» **What is being asked**
Render every entry verbatim.

Items listed in a dataset
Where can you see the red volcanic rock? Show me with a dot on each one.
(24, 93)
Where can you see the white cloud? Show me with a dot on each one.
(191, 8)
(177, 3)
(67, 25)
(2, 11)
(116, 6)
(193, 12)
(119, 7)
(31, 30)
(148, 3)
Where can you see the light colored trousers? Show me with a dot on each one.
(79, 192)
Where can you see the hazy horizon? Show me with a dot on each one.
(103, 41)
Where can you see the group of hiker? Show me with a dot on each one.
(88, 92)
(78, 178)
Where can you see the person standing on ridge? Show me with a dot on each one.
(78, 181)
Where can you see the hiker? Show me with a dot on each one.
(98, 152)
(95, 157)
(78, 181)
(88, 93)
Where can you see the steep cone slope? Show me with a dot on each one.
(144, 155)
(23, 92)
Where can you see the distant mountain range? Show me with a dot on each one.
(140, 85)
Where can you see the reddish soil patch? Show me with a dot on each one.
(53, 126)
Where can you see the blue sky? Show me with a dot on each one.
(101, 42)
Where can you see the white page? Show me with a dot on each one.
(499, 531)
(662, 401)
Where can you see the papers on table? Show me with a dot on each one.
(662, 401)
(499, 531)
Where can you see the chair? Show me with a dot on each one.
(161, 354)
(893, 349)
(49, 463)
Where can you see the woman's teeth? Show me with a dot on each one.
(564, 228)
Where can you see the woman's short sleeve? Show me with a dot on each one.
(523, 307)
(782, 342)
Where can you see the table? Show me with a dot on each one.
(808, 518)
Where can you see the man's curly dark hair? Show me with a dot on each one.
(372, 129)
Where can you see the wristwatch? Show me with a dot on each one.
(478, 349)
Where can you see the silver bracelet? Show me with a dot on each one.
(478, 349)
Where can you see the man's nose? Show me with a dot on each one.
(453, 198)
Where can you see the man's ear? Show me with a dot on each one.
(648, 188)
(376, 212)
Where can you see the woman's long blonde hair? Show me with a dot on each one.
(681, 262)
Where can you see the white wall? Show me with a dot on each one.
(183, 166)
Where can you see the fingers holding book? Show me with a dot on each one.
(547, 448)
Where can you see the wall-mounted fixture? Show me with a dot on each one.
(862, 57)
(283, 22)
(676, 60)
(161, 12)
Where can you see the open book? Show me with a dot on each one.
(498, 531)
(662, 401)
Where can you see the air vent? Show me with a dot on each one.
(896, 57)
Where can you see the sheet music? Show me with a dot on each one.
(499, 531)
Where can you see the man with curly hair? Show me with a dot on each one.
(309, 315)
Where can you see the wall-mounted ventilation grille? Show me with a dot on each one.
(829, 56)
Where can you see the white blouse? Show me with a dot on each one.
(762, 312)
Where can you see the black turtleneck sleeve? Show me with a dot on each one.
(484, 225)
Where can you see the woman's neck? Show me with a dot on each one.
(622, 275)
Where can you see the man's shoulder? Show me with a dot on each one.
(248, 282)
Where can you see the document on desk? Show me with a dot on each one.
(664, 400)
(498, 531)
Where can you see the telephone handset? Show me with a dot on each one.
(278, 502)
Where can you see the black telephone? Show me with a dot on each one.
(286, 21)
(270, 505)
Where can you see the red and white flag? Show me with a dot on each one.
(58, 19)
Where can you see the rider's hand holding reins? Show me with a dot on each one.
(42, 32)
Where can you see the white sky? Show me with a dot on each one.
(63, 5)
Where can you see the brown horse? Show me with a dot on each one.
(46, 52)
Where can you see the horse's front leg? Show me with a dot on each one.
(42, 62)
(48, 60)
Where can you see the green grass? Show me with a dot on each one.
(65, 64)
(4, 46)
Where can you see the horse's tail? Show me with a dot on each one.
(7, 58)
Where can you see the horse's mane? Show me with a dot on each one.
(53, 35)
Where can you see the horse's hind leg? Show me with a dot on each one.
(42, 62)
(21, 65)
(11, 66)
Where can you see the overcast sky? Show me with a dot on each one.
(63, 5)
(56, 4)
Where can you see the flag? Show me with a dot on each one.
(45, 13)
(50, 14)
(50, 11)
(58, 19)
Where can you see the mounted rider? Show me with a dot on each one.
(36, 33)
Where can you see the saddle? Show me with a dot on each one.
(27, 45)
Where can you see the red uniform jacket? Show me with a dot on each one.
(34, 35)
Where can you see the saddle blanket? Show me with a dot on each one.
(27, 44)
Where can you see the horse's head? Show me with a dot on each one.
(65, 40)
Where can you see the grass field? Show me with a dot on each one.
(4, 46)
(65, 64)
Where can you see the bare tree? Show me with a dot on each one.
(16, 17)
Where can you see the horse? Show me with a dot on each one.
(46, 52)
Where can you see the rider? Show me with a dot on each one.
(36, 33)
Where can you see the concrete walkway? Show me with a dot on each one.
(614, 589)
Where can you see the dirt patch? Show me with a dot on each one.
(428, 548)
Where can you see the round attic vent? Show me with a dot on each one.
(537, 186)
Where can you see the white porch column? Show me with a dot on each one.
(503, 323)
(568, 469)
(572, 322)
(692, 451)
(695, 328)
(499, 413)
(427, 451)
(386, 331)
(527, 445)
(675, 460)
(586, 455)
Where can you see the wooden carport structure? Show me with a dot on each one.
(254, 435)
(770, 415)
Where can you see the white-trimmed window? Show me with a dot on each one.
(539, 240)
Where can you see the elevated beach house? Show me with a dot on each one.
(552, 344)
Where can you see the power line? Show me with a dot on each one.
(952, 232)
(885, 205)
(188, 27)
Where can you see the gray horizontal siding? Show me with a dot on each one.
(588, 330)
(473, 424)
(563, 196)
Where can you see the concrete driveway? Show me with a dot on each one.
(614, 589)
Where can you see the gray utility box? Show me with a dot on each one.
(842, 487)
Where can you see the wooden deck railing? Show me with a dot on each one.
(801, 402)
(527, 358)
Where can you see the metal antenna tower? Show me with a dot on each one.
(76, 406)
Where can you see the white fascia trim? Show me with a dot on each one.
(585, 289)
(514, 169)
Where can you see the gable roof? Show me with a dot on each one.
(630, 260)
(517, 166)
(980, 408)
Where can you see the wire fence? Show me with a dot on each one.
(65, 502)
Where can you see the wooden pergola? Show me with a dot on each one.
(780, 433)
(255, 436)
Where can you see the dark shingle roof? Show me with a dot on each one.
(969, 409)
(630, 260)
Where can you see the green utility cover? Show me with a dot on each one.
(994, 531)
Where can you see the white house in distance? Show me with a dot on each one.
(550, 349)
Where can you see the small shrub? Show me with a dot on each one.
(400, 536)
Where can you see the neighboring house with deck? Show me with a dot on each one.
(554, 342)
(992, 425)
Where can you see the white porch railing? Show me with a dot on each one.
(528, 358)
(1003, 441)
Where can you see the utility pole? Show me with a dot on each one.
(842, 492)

» **Task result**
Where can you see the red volcanic rock? Show me with a dot on each one.
(24, 93)
Where can you see the white cloud? Show me with a dot on each one.
(191, 8)
(177, 3)
(67, 25)
(2, 11)
(116, 6)
(193, 12)
(119, 7)
(31, 30)
(148, 3)
Where can you see the light colored trousers? Show me with a dot on each one.
(79, 192)
Where can you see the hazy horizon? Show me with a dot on each one.
(103, 41)
Where can you see the group of hiker? Show me with a dot on each one.
(88, 92)
(78, 178)
Where can you see the person standing on ridge? Show me with a dot on each one.
(78, 181)
Where can you see the hiker? Show me with a dot on each one.
(98, 152)
(95, 157)
(78, 181)
(88, 93)
Where can you see the steep cone slope? Show me with a dot on each one.
(144, 155)
(23, 92)
Where can you see the distant mountain range? Show me with a dot on each one.
(140, 85)
Where can you see the reddish soil patch? Show me with a dot on each one.
(53, 126)
Where can you see the blue sky? Show me with a dot on each one.
(101, 42)
Where can you see the white page? Show me with a dot on each one.
(499, 531)
(662, 401)
Where can you see the papers on table? Show me with a dot on each one.
(662, 401)
(499, 531)
Where can you see the chair? Show me with a dot on each one.
(161, 354)
(893, 349)
(49, 463)
Where can you see the woman's teeth? Show me with a dot on each one.
(564, 228)
Where can you see the woman's short sleeve? Show me with a dot on each one.
(523, 307)
(782, 342)
Where can you see the table? Show me with a dot on each one.
(808, 518)
Where can you see the man's curly dark hair? Show me with a dot on each one.
(372, 129)
Where can you see the wristwatch? Show me with a dot on each one.
(478, 349)
Where can you see the silver bracelet? Show me with a dot on each one.
(478, 349)
Where can you see the man's nose? Show me with a dot on each one.
(453, 198)
Where can you see the man's ear? Show me with a dot on each one.
(648, 188)
(376, 212)
Where can you see the woman's long blonde hair? Show me with a dot on each one.
(681, 262)
Where can you see the white wall? Show me with a dot on each one.
(183, 166)
Where can you see the fingers holding book? Show me with a dot on each one.
(547, 448)
Where can you see the wall-mounted fixture? Show me with a dot on each one.
(862, 57)
(283, 22)
(676, 60)
(161, 12)
Where can you see the open book? Show me with a dot on each one.
(498, 531)
(662, 401)
Where can you see the air vent? Show me with a dot on each one.
(896, 57)
Where can you see the sheet music? Show me with a dot on each one.
(499, 531)
Where can you see the man with curly hair? Show me with a dot on each one.
(309, 315)
Where can you see the wall-mounted ventilation grille? Show me with a dot on each one.
(829, 56)
Where can you see the white blouse? Show me with a dot on each one.
(762, 312)
Where can you see the black turtleneck sleeve? Show me with a dot on each one.
(484, 225)
Where can you see the woman's neck? Show me with a dot on each one.
(622, 275)
Where can you see the man's shoulder? Show me with a dot on each one.
(248, 282)
Where can you see the document on desk? Show me with a dot on each one.
(664, 400)
(498, 531)
Where can you see the telephone handset? Show me with a dot on each one.
(278, 502)
Where can you see the black telephone? Show me with a dot on each one.
(286, 21)
(270, 505)
Where can you see the red and white flag? Show me with a dot on each one.
(58, 19)
Where can you see the rider's hand holding reins? Show me with a dot on each one.
(42, 32)
Where can you see the white sky? Show me with a dot on each one.
(63, 5)
Where can you see the brown horse? Show me with a dot on each one.
(46, 52)
Where can you see the horse's front leg? Show me with a dot on each one.
(42, 62)
(48, 60)
Where can you see the green grass? Show me with a dot on each one.
(65, 64)
(4, 46)
Where can you see the horse's tail? Show me with a dot on each one.
(7, 58)
Where can you see the horse's mane? Show me with a dot on each one.
(53, 35)
Where can you see the horse's hind leg? Show me with a dot on each one.
(42, 62)
(21, 65)
(11, 66)
Where can you see the overcast sky? Show me with a dot on each one.
(63, 5)
(56, 4)
Where can you see the flag? Show me with a dot on each one.
(45, 13)
(50, 14)
(50, 11)
(58, 19)
Where can you see the mounted rider? Show me with a dot on each one.
(36, 33)
Where can you see the saddle? Show me with a dot on each one.
(27, 45)
Where can you see the red uniform jacket? Show me with a dot on each one.
(34, 35)
Where can you see the saddle blanket? Show me with a dot on each one.
(27, 44)
Where can you see the horse's head? Show me with a dot on each one.
(65, 40)
Where can you see the grass field? Show me with a dot on each one.
(4, 46)
(65, 64)
Where can you see the bare tree? Show me with a dot on each one.
(16, 17)
Where can you see the horse? Show me with a dot on each one.
(46, 52)
Where can you see the rider? Show me with a dot on each one.
(36, 33)
Where can you see the concrete walkway? Show me with a dot on each one.
(614, 589)
Where can you see the dirt patch? Show me with a dot on each one.
(428, 548)
Where can you see the round attic vent? Show me with a dot on each one.
(537, 186)
Where can you see the white porch column? Show me with a dot on each one.
(503, 323)
(568, 469)
(572, 322)
(692, 451)
(695, 328)
(499, 413)
(427, 451)
(386, 331)
(527, 445)
(675, 460)
(586, 455)
Where can you see the wooden carport structure? Show me with a dot on each one.
(254, 435)
(770, 415)
Where can you see the white-trimmed window? Show me with a dot on each one.
(539, 240)
Where can you see the elevated beach house? Show me with a dot on each one.
(552, 344)
Where can you see the power line? Show me with a dot on each one.
(952, 232)
(885, 205)
(188, 27)
Where can you see the gray horizontal siding? Show me with a dot on each one.
(588, 330)
(473, 424)
(563, 196)
Where can you see the concrete driveway? Show me with a dot on each one.
(614, 589)
Where can you see the gray utility box? Show me with a dot on each one.
(842, 487)
Where can you see the wooden deck railing? Show me with a dot on each one.
(801, 402)
(527, 358)
Where can you see the metal antenna tower? Show me with a dot on each one.
(76, 406)
Where can you see the white fascia trim? Show me with a dot on each one.
(585, 289)
(514, 169)
Where can you see the gable roof? Show me with a dot on each one.
(630, 260)
(517, 166)
(980, 408)
Where can you see the wire fence? Show me with a dot on each one.
(65, 502)
Where can you see the wooden pergola? Show me with a dot on each one.
(780, 433)
(255, 436)
Where can you see the dark shingle roof? Show me with a dot on each one.
(969, 409)
(630, 260)
Where can you see the green utility cover? Show me with a dot on each one.
(994, 531)
Where can you see the white house in distance? Show me with a dot on each one.
(550, 349)
Where can you see the small shrub? Show me with a dot on each one.
(400, 536)
Where can you see the neighboring house with deck? Show me with a dot on each one.
(554, 342)
(992, 425)
Where can you see the white porch railing? Show me with a dot on each one.
(528, 358)
(1003, 441)
Where can you see the utility pole? Show me with a dot on each one.
(842, 492)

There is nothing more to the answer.